Troque "Docstring" por "Resumo" no trecho que vai do início dos registros até a linha que contém "[0, 97, 640, 239]", inclusive, e reproduza esse trecho sem nenhuma outra mudança.

_Dados registrados:_
####################
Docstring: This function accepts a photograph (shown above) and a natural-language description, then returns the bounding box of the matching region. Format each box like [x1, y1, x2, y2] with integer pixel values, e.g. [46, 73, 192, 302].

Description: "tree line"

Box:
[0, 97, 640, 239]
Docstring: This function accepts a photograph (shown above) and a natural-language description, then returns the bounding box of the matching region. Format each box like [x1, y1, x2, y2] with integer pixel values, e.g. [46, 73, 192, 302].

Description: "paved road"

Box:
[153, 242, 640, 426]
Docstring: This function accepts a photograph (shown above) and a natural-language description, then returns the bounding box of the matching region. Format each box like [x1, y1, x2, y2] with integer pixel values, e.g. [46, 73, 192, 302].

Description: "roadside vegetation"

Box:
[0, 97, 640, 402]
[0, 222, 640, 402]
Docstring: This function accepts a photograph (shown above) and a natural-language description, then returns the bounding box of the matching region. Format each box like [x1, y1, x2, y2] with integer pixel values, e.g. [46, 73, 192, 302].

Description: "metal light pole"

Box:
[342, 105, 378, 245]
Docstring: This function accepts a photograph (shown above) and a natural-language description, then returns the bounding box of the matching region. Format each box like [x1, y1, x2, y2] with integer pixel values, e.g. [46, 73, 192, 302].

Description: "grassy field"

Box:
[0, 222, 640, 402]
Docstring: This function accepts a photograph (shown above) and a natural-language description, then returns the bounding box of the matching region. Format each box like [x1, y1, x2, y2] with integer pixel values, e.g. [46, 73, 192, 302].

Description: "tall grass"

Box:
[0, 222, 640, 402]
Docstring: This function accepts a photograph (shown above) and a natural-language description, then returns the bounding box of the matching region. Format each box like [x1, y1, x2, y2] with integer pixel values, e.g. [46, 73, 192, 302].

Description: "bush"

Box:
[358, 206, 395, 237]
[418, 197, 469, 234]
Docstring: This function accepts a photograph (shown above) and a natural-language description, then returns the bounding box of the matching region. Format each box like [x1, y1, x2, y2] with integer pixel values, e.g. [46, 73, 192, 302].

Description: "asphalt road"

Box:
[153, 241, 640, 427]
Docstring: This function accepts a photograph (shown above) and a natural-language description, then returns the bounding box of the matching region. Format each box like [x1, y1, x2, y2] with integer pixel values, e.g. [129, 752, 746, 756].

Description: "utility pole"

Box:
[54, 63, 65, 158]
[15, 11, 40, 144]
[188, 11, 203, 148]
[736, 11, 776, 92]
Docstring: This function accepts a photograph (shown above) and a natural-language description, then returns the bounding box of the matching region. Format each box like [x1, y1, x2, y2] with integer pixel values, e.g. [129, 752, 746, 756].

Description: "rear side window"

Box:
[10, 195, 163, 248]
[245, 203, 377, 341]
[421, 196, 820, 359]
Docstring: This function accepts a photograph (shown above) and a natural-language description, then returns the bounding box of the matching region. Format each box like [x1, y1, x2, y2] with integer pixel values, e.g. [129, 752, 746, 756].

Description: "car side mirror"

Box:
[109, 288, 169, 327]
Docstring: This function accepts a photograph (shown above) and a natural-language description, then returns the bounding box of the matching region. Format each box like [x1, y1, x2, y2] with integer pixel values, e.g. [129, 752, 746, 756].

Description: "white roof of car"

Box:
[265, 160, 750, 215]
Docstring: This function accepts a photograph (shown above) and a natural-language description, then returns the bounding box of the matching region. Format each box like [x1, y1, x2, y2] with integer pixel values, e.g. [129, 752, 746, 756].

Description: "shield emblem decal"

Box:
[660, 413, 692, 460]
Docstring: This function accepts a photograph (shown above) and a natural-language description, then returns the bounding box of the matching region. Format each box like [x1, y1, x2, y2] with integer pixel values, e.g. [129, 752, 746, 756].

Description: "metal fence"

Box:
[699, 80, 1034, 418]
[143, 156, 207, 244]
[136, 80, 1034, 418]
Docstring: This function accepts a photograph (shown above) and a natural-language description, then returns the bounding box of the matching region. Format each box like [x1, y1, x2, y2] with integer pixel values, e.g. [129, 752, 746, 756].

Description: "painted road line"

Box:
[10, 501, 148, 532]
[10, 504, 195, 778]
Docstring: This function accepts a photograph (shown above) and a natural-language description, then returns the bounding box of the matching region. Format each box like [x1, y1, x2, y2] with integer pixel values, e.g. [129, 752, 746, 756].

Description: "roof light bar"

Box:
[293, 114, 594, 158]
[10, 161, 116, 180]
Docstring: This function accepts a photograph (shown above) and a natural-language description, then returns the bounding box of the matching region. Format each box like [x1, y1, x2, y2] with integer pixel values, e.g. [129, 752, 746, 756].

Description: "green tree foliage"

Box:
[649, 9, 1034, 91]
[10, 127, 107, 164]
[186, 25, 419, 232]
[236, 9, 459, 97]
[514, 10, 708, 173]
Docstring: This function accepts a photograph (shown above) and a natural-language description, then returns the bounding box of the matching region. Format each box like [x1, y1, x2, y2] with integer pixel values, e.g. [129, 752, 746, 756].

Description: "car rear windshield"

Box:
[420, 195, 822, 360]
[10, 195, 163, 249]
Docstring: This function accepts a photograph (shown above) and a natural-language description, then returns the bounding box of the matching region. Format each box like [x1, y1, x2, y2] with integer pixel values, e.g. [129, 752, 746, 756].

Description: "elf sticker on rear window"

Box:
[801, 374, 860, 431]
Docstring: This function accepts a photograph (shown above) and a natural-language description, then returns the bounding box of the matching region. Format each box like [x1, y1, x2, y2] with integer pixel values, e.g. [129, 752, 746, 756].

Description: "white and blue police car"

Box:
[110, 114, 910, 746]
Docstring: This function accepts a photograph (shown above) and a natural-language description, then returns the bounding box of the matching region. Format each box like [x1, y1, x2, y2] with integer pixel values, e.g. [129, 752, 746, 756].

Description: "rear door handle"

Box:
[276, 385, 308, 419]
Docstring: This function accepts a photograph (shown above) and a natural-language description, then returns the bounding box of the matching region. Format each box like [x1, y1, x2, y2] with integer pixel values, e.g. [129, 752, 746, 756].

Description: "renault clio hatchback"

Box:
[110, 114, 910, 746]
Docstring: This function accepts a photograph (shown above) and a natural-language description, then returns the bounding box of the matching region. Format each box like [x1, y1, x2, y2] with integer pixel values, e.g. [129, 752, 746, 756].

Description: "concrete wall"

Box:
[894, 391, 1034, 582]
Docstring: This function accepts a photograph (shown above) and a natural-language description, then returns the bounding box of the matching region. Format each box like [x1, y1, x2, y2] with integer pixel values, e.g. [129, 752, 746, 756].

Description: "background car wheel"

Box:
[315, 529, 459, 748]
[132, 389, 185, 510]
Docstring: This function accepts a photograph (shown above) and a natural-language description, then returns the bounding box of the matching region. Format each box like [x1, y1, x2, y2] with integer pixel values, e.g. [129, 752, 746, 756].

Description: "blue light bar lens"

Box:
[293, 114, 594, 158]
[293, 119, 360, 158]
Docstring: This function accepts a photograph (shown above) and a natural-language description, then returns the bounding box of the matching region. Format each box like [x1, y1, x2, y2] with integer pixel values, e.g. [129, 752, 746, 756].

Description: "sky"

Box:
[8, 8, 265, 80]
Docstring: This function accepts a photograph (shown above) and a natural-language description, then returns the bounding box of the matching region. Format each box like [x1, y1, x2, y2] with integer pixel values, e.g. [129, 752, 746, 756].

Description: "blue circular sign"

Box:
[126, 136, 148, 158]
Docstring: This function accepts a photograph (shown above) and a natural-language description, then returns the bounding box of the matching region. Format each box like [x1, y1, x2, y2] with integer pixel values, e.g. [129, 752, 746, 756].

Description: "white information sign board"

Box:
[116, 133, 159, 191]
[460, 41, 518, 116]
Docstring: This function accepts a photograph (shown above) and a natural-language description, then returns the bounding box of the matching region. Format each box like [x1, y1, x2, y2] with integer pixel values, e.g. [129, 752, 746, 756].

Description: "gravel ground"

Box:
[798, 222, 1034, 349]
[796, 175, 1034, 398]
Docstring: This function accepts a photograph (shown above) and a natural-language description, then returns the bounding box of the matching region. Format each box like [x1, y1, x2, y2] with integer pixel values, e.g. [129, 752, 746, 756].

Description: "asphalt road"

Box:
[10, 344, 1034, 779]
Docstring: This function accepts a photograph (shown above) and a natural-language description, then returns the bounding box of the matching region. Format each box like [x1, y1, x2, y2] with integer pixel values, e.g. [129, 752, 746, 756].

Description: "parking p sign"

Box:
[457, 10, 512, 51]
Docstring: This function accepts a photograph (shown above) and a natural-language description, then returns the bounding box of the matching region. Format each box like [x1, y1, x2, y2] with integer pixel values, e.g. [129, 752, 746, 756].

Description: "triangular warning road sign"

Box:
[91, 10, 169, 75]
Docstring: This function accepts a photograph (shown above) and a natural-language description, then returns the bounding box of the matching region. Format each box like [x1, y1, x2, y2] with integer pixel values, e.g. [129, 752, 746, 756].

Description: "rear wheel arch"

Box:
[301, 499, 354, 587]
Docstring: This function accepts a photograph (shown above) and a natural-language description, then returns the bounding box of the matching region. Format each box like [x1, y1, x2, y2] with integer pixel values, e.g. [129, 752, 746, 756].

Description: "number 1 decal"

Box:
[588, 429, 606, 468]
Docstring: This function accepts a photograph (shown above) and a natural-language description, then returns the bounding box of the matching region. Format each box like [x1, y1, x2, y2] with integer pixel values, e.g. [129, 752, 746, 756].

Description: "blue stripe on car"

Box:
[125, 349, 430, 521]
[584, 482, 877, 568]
####################
_RESPOSTA ESCRITA:_
Resumo: This function accepts a photograph (shown above) and a natural-language description, then returns the bounding box of the matching region. Format each box like [x1, y1, x2, y2] with integer pixel values, e.g. [46, 73, 192, 302].

Description: "tree line"

Box:
[0, 97, 640, 239]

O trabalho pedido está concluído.